• [DESCRIPTION OF THE TASK]:
Pull out every line in the records below that contains the word "fabric", and copy each one in full.
# start of DATA FOR PROCESSING
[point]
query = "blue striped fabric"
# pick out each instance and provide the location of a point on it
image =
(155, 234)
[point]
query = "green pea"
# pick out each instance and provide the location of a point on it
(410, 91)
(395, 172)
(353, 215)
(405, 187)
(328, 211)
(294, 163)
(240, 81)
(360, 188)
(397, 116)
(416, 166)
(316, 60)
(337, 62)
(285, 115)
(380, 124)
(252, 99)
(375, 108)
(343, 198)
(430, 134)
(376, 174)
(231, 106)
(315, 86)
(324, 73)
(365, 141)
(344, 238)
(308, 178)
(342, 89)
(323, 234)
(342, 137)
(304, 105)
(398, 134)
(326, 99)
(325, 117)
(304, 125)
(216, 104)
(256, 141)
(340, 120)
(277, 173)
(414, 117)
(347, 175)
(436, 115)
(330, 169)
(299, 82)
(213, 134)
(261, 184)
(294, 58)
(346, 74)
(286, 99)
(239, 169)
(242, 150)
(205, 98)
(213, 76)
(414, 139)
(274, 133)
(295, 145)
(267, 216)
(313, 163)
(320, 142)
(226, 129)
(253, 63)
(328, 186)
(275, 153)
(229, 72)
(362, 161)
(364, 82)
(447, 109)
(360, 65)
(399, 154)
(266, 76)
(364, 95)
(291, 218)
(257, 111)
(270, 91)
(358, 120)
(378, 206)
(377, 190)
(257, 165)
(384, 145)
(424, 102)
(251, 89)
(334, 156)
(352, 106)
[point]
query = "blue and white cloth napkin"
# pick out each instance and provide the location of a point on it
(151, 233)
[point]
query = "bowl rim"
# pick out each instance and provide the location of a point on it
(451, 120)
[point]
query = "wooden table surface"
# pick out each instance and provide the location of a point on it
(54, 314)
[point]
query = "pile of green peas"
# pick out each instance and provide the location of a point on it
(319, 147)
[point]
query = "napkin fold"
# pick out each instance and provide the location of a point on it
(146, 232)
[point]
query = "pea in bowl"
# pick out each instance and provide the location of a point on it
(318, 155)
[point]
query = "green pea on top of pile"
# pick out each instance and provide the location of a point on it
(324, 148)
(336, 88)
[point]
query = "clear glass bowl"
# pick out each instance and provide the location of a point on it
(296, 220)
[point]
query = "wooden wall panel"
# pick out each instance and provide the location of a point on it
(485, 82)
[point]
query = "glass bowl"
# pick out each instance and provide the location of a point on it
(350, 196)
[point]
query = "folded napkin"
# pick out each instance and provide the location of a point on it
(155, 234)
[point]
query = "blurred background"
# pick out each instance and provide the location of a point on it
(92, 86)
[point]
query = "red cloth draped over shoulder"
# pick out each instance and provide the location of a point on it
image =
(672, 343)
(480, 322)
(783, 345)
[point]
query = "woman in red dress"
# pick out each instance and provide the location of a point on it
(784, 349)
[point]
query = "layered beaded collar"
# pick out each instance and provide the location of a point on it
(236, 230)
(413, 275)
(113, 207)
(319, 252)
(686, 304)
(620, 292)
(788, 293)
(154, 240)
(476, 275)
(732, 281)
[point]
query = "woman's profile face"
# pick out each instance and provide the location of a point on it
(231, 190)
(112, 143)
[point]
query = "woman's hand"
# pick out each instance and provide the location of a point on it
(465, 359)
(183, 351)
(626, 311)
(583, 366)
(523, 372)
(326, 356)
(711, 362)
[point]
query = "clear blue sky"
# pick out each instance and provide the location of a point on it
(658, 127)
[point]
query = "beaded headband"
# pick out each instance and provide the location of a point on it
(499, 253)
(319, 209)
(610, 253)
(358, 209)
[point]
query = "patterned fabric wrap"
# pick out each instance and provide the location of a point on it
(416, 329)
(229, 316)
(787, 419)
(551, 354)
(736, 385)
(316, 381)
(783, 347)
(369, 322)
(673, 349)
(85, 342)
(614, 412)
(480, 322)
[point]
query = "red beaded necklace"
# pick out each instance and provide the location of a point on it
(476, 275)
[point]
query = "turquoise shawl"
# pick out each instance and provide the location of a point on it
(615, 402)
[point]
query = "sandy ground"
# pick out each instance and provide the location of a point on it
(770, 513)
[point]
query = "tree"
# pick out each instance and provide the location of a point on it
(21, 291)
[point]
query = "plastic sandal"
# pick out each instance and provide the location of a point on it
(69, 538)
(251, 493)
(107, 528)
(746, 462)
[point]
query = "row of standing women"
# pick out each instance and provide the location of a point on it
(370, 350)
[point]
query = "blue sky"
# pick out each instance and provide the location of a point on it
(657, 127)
# end of DATA FOR PROCESSING
• [WRITTEN RESPONSE]:
query = "blue striped fabric"
query = "patterned fabric wrap"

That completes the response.